**TASK DIRECTIONS**
Lines from the one containing "Specification: The model inspects the brick" through the end of the entries below: set them down exactly, both ends included, with nothing added.

Annotated photo localization data:
▬▬▬▬▬▬▬▬▬▬
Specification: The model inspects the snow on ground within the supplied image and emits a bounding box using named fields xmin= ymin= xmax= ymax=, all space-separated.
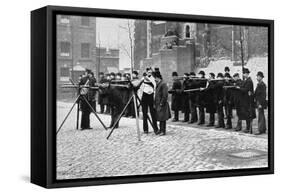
xmin=196 ymin=57 xmax=268 ymax=88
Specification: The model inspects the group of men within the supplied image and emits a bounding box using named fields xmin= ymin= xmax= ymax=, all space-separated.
xmin=169 ymin=66 xmax=267 ymax=135
xmin=77 ymin=66 xmax=267 ymax=136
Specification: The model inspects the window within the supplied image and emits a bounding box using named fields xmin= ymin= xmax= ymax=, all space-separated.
xmin=60 ymin=66 xmax=70 ymax=81
xmin=81 ymin=43 xmax=90 ymax=58
xmin=60 ymin=41 xmax=70 ymax=56
xmin=60 ymin=15 xmax=70 ymax=24
xmin=81 ymin=17 xmax=90 ymax=26
xmin=185 ymin=25 xmax=191 ymax=38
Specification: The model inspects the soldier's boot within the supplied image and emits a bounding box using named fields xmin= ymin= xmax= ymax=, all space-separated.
xmin=182 ymin=112 xmax=189 ymax=122
xmin=225 ymin=117 xmax=232 ymax=129
xmin=172 ymin=111 xmax=179 ymax=122
xmin=207 ymin=113 xmax=215 ymax=127
xmin=235 ymin=120 xmax=242 ymax=131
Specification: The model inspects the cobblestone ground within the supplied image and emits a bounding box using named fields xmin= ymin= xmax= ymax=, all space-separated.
xmin=56 ymin=101 xmax=268 ymax=180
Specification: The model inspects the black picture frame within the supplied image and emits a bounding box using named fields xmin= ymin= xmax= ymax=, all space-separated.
xmin=31 ymin=5 xmax=274 ymax=188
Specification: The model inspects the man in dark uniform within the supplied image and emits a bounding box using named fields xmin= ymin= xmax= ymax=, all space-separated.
xmin=215 ymin=73 xmax=225 ymax=128
xmin=154 ymin=71 xmax=171 ymax=135
xmin=204 ymin=72 xmax=216 ymax=127
xmin=197 ymin=70 xmax=206 ymax=125
xmin=188 ymin=72 xmax=198 ymax=124
xmin=254 ymin=71 xmax=267 ymax=135
xmin=79 ymin=69 xmax=92 ymax=130
xmin=169 ymin=72 xmax=182 ymax=122
xmin=224 ymin=73 xmax=234 ymax=129
xmin=181 ymin=73 xmax=190 ymax=122
xmin=232 ymin=73 xmax=244 ymax=131
xmin=238 ymin=68 xmax=256 ymax=133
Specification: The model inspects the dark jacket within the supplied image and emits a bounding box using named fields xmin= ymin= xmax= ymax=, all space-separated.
xmin=238 ymin=77 xmax=256 ymax=120
xmin=203 ymin=80 xmax=217 ymax=113
xmin=155 ymin=80 xmax=171 ymax=121
xmin=254 ymin=81 xmax=267 ymax=109
xmin=169 ymin=79 xmax=182 ymax=111
xmin=88 ymin=77 xmax=97 ymax=101
xmin=181 ymin=78 xmax=190 ymax=112
xmin=98 ymin=77 xmax=109 ymax=105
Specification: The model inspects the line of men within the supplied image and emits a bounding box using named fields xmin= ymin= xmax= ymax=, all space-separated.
xmin=169 ymin=66 xmax=267 ymax=135
xmin=77 ymin=66 xmax=267 ymax=136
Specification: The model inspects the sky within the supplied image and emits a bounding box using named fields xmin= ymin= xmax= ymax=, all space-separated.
xmin=96 ymin=17 xmax=135 ymax=70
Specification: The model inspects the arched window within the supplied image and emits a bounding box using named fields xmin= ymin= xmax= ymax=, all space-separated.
xmin=185 ymin=25 xmax=190 ymax=38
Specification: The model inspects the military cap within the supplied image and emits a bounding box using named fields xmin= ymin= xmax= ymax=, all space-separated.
xmin=198 ymin=70 xmax=205 ymax=76
xmin=110 ymin=72 xmax=116 ymax=76
xmin=132 ymin=70 xmax=138 ymax=76
xmin=257 ymin=71 xmax=264 ymax=78
xmin=99 ymin=72 xmax=104 ymax=75
xmin=172 ymin=71 xmax=178 ymax=76
xmin=184 ymin=73 xmax=190 ymax=77
xmin=224 ymin=66 xmax=230 ymax=72
xmin=224 ymin=73 xmax=231 ymax=78
xmin=209 ymin=72 xmax=215 ymax=78
xmin=217 ymin=73 xmax=224 ymax=78
xmin=146 ymin=67 xmax=152 ymax=71
xmin=116 ymin=72 xmax=122 ymax=77
xmin=233 ymin=73 xmax=239 ymax=77
xmin=154 ymin=71 xmax=162 ymax=79
xmin=242 ymin=68 xmax=250 ymax=74
xmin=154 ymin=67 xmax=160 ymax=72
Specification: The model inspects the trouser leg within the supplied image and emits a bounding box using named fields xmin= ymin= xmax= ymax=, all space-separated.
xmin=217 ymin=105 xmax=225 ymax=128
xmin=160 ymin=121 xmax=166 ymax=134
xmin=141 ymin=95 xmax=149 ymax=133
xmin=148 ymin=96 xmax=158 ymax=133
xmin=184 ymin=108 xmax=190 ymax=122
xmin=173 ymin=110 xmax=179 ymax=121
xmin=198 ymin=106 xmax=205 ymax=124
xmin=208 ymin=113 xmax=215 ymax=126
xmin=258 ymin=108 xmax=266 ymax=133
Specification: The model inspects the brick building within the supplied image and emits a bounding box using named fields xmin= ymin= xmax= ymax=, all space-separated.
xmin=96 ymin=47 xmax=120 ymax=74
xmin=56 ymin=15 xmax=96 ymax=84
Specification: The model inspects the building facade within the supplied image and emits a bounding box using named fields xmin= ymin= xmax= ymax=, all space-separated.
xmin=57 ymin=15 xmax=97 ymax=84
xmin=96 ymin=47 xmax=119 ymax=74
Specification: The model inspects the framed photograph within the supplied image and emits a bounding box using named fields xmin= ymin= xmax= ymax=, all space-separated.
xmin=31 ymin=5 xmax=274 ymax=188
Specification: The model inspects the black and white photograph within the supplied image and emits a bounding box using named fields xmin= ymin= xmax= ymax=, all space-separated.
xmin=55 ymin=14 xmax=271 ymax=180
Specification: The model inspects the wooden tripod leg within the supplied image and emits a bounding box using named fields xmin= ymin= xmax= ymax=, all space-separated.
xmin=57 ymin=95 xmax=81 ymax=135
xmin=82 ymin=95 xmax=108 ymax=130
xmin=106 ymin=95 xmax=134 ymax=140
xmin=76 ymin=102 xmax=80 ymax=130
▬▬▬▬▬▬▬▬▬▬
**REPLY TO THE EXERCISE**
Specification: The model inspects the brick building within the supplied image and emits a bounding box using named fields xmin= ymin= xmax= ymax=, all space-separated.
xmin=96 ymin=47 xmax=120 ymax=74
xmin=56 ymin=15 xmax=96 ymax=84
Specification: The model inspects the building facade within the supplied image and emits a bounding box using named fields xmin= ymin= xmax= ymax=, all space-separated.
xmin=57 ymin=15 xmax=97 ymax=84
xmin=96 ymin=47 xmax=119 ymax=74
Specification: The model inspects the framed photograph within the supplied image and emits a bounding box using named fields xmin= ymin= xmax= ymax=, all space-separated.
xmin=31 ymin=5 xmax=274 ymax=188
Specification: The model inspects the black and white photograph within the supplied image and emits a bounding box using named fields xmin= ymin= xmax= ymax=, all space-separated.
xmin=55 ymin=14 xmax=271 ymax=180
Specification: The model inspects the wooden tripod leg within the supplied image and emits a bounding box using named fields xmin= ymin= xmax= ymax=, all space-separated.
xmin=57 ymin=95 xmax=81 ymax=135
xmin=82 ymin=95 xmax=108 ymax=130
xmin=106 ymin=95 xmax=134 ymax=140
xmin=76 ymin=102 xmax=80 ymax=130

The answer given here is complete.